- **ФОРМУЛИРОВКА ЗАДАНИЯ**: Продолжите текст о «Записках» Смирновой и политических взглядах Пушкина, начав сразу после его последнего предложения.

- **ИСХОДНЫЙ ТЕКСТ**:
---

Таким образом, и последняя из приведенных записей представляет для пушкинистов несомненный интерес, при этом строка о Лалле-Рук не могла быть почерпнута составительницей «Записок» ни в одном из известных ей собраний сочинений Пушкина.

2

Мы выбрали из текста «Записок» примеры, достоверность которых представляется несомненной. Кто-то выберет другие. Так, Семен Франк в статье «Пушкин как политический мыслитель» остановился на совсем иных записях, продемонстрировав их полное смысловое созвучие с соответствующими пушкинскими размышлениями, извлеченными из его публицистических произведений:

«А. О. Смирнова приводит в своих “Воспоминаниях” (“Записках”. – В. Е .) слова Пушкина, достоверность которых совершенно очевидна по внутренним основаниям, как бы недостоверны ни были многие свидетельства этих сомнительных мемуаров: “Разумная воля единиц или меньшинства управляла человечеством… (С. 299 “Записок”. — В. Е.)… В сущности, неравенство есть закон природы (С. 306 “Записок”. — В. Е.)… Единицы совершали все великие дела в истории (С. 308 “Записок”. – В. £.)…”. Отсюда ненависть Пушкина к демократии в смысле “господства народа” или “массы” в государственной жизни. В применении к Франции он говорит о “народе” (der Herr Omnis) [156] , который властвует “отвратительной властью демократии” (“Об истории Шевырева”, 1835).

Так же об Америке (с сылкой на “славную книгу Токевиля” “De la democratic en Amerique”) [157] : “С изумлением увидели демократию в ее отвратительном цинизме, в ее жестоких предрассудках, в ее нестерпимом тиранстве. Все благородное, бескорыстное, все возвышающее душу человеческую, подавлено неумолимым эгоизмом и страстью к довольству; большинство, нагло притесняющее общество…” и пр. (Джон Теннер, 1836)» [158] .

---

- **ПРИВЕДЕННЫЕ СТРОКИ**:
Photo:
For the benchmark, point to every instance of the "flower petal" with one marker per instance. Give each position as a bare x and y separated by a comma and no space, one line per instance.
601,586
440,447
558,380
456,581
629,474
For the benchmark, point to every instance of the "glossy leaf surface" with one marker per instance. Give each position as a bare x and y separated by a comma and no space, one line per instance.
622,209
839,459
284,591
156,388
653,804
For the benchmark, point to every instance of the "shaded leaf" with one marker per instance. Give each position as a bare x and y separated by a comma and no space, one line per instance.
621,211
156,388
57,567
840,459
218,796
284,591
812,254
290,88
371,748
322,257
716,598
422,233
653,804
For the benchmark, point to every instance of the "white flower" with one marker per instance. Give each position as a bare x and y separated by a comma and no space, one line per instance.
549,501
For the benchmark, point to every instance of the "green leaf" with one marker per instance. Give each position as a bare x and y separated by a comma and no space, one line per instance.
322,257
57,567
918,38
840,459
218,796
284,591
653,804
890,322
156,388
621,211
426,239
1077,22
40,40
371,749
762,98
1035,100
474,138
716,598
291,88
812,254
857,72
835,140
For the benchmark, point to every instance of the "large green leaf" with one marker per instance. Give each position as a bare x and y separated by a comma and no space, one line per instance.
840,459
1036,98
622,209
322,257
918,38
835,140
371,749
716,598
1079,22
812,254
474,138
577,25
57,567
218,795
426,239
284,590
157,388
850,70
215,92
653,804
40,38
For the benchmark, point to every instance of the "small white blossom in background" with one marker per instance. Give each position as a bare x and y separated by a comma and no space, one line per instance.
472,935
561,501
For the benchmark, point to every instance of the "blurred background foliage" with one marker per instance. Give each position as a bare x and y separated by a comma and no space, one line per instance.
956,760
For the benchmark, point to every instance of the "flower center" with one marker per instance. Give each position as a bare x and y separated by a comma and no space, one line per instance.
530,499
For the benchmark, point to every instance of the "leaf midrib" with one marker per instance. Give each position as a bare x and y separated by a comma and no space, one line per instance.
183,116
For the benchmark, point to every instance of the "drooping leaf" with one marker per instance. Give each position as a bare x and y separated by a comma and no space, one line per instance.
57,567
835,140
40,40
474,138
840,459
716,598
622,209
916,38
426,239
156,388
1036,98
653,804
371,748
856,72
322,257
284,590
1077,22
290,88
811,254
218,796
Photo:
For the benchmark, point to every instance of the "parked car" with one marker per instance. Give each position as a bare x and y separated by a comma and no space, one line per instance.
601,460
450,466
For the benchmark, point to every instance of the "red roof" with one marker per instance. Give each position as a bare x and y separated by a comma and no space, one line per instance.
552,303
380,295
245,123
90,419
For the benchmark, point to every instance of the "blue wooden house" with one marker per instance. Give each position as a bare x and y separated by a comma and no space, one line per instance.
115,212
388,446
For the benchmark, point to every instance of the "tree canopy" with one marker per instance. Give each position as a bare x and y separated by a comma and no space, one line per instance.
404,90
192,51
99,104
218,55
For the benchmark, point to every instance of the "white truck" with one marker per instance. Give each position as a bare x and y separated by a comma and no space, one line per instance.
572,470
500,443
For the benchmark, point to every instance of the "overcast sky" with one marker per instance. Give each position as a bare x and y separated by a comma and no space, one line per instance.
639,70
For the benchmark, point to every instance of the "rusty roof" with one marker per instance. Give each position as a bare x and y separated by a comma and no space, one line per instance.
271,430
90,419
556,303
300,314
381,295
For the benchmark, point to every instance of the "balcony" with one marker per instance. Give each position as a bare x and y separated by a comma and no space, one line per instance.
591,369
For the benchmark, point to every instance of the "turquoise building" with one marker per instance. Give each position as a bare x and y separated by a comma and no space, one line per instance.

---

- **ПИСЬМЕННЫЙ ОТВЕТ**:
В другой статье Франк вновь обратился к «Запискам» и привел оттуда следующее пушкинское суждение:

«Я утверждаю, что Петр был архирусским человеком, несмотря на то, что сбрил себе бороду и надел голландское платье. Хомяков заблуждается, говоря, что Петр думал, как немец. Я спросил его на днях, из чего он заключает, что византийские идеи московского царства более народны, чем идеи Петра?» (С. 218).

Франк сопроводил эту цитату следующим примечанием, которое фактически повторяет его характеристику «Записок», приведенную нами выше:

«Подлинность “Воспоминаний” (“Записок”. – В. Е.) Смирновой оспорена, и нет сомнения, что ее дочь, издавшая их, сильно ретушировала их и многое внесла от себя. Но Мережковский в статье “Пушкин” (в книге “Вечные спутники”) совершенно прав в своем указании, что приводимые в “Воспоминаниях” (“Записках”. – В. Е.) гениальные идеи Пушкина безусловно подлинны по внутренним основаниям » [159] .

Эта формула Франка не является ли наиболее объективной оценкой рассматриваемых нами «Записок»?

«Подлинными по внутренним основаниям» представляются нам следующие записи, хотя мы сейчас не располагаем реальными доказательствами их достоверности. Впрочем, в этом смысле (в смысле доказательности) они ничем не отличаются от абсолютного большинства других свидетельств о Пушкине в литературе о нем.

Вот фрагмент записи об отношении Пушкина к ссыльным декабристам:

«Он (Пушкин. – В. Е.) долго говорил о деятелях 14-го числа; как он им верен! Он кончил тем, что сказал:

– Мне хотелось бы, чтобы государь был обо мне хорошего мнения. Если бы он мне доверял, то, может быть, я мог бы добиться какой-нибудь милости для них…» (С. 115).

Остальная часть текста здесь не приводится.